* Extract *
········

Threaded in silver and gold from thousands of plates of precious stones, the jade burial suits of ancient China were built as armor for the afterlife to prevent mortal decay.
Jade suits were first documented in literature around AD 320, although there is archaeological proof of their existence over half a millennium before. However, their existence wasn’t confirmed until 1968, when the tomb of Prince Liu Sheng and his wife Princess Dou Wan of the Han Dynasty was discovered. Believed to be one of the most important archaeological finds of the 20th century, the undisturbed tomb was unearthed in the Hebei Province behind a wall of iron between two brick walls and a corridor packed with stone.
Each of the green suits is composed of over 2,000 plates of jade, with gold used to sew the prince’s and silver for the princess. There have been fewer than two dozen other suits found since their discovery, partly because they were so expensive and labor intensive to make; even the most skilled jadesmith would have taken over 10 years to make one of the suits. Also in AD 223, Emperor Wen of Wei ordered that the production of jade suits be stopped, as they encouraged tomb looters who would burn the suits to retrieve the gold thread.
Jade was believed to have preservative and protective qualities that would prevent the deterioration of soft tissues and keep away bad spirits. Yet beneath the stone suits there were only crumbled skeletons. Nevertheless, since jade is porous, it’s possible that DNA from the royal couple might be embedded in the stones over 2,000 years after their deaths, giving them a form of immortality.
The two jade suits are now on display in the Hebei Provincial Museum.

········

* Questions *
1. Answer from the jade suits text:
(a) How many plates of jade make up each of the green suits?
(b) In what year was the existence of jade suits confirmed?
(c) Where are the two jade suits displayed now?
2. Rewrite the jade suits text from "Jade suits were" to "packed with stone.", replacing "archaeological finds" with "archaeological discoveries".
The data are separate material with no connection to the jade suits text.

* Exercise data *
········

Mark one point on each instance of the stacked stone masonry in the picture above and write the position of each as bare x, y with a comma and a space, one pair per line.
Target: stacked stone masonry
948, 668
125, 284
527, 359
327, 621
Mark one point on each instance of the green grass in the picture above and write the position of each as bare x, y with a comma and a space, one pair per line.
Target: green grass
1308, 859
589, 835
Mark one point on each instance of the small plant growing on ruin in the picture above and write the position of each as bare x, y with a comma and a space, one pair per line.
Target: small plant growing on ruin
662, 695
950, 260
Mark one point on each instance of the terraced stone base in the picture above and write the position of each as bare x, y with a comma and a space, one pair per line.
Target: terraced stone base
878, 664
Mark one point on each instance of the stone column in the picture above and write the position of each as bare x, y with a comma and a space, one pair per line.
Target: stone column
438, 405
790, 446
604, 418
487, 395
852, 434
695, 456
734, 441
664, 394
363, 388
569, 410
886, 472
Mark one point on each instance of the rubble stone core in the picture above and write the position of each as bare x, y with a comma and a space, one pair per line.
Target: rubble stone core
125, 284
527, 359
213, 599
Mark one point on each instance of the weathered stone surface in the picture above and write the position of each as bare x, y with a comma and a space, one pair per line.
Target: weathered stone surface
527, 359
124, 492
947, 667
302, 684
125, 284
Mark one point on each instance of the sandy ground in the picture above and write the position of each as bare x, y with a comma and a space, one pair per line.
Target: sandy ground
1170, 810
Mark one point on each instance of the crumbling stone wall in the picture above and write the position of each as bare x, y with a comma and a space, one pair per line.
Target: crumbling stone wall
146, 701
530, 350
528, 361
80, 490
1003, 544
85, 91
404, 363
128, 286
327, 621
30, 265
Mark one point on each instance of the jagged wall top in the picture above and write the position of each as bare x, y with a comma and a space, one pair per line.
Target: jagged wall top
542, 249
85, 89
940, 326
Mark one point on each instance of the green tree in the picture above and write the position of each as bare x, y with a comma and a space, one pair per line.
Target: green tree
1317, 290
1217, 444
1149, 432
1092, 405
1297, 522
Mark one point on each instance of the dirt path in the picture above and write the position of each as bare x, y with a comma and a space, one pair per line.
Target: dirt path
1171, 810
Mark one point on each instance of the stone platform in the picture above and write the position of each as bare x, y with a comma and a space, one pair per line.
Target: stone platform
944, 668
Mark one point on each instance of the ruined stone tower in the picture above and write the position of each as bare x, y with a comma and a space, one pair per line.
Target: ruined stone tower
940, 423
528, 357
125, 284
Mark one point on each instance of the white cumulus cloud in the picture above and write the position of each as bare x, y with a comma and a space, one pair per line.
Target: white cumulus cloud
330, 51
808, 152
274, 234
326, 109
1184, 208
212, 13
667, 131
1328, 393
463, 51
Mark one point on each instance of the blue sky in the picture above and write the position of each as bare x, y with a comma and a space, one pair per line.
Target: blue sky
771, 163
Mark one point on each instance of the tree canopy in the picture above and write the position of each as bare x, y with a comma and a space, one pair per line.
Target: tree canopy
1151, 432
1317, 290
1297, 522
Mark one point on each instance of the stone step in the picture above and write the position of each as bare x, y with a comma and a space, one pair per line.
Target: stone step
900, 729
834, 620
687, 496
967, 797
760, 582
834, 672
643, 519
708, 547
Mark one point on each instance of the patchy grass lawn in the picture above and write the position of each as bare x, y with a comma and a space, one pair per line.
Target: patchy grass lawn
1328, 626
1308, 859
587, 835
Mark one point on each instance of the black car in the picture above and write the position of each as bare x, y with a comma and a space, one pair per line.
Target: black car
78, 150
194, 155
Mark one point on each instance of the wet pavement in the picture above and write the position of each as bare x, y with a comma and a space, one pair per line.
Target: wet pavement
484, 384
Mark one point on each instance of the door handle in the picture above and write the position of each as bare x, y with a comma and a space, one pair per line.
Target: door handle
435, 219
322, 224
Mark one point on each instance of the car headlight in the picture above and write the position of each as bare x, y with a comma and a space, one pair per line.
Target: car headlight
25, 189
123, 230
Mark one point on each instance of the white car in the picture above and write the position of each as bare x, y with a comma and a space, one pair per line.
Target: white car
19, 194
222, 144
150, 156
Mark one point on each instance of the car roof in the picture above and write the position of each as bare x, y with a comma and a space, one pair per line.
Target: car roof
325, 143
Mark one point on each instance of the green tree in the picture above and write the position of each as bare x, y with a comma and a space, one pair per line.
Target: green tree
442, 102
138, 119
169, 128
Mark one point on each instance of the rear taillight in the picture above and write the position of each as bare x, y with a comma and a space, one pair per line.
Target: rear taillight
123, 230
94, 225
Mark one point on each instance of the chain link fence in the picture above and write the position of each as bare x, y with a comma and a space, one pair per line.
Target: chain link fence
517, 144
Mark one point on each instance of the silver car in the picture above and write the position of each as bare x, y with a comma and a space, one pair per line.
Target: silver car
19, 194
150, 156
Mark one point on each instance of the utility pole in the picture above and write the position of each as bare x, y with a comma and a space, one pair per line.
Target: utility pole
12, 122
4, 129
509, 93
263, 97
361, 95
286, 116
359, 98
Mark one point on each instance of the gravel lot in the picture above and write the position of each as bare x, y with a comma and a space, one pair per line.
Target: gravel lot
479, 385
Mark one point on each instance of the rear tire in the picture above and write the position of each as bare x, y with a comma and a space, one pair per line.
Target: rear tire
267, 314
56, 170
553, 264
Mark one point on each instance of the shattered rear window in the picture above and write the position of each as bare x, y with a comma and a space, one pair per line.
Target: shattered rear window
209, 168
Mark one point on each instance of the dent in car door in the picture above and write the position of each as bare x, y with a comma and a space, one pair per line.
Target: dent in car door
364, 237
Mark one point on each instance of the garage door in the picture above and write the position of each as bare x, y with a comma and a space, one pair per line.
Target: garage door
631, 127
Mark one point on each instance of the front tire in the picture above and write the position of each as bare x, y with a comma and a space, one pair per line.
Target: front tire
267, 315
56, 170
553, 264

········

* Exercise results *
1.
(a) Over 2,000
(b) 1968
(c) In the Hebei Provincial Museum

2.
Jade suits were first documented in literature around AD 320, although there is archaeological proof of their existence over half a millennium before. However, their existence wasn’t confirmed until 1968, when the tomb of Prince Liu Sheng and his wife Princess Dou Wan of the Han Dynasty was discovered. Believed to be one of the most important archaeological discoveries of the 20th century, the undisturbed tomb was unearthed in the Hebei Province behind a wall of iron between two brick walls and a corridor packed with stone.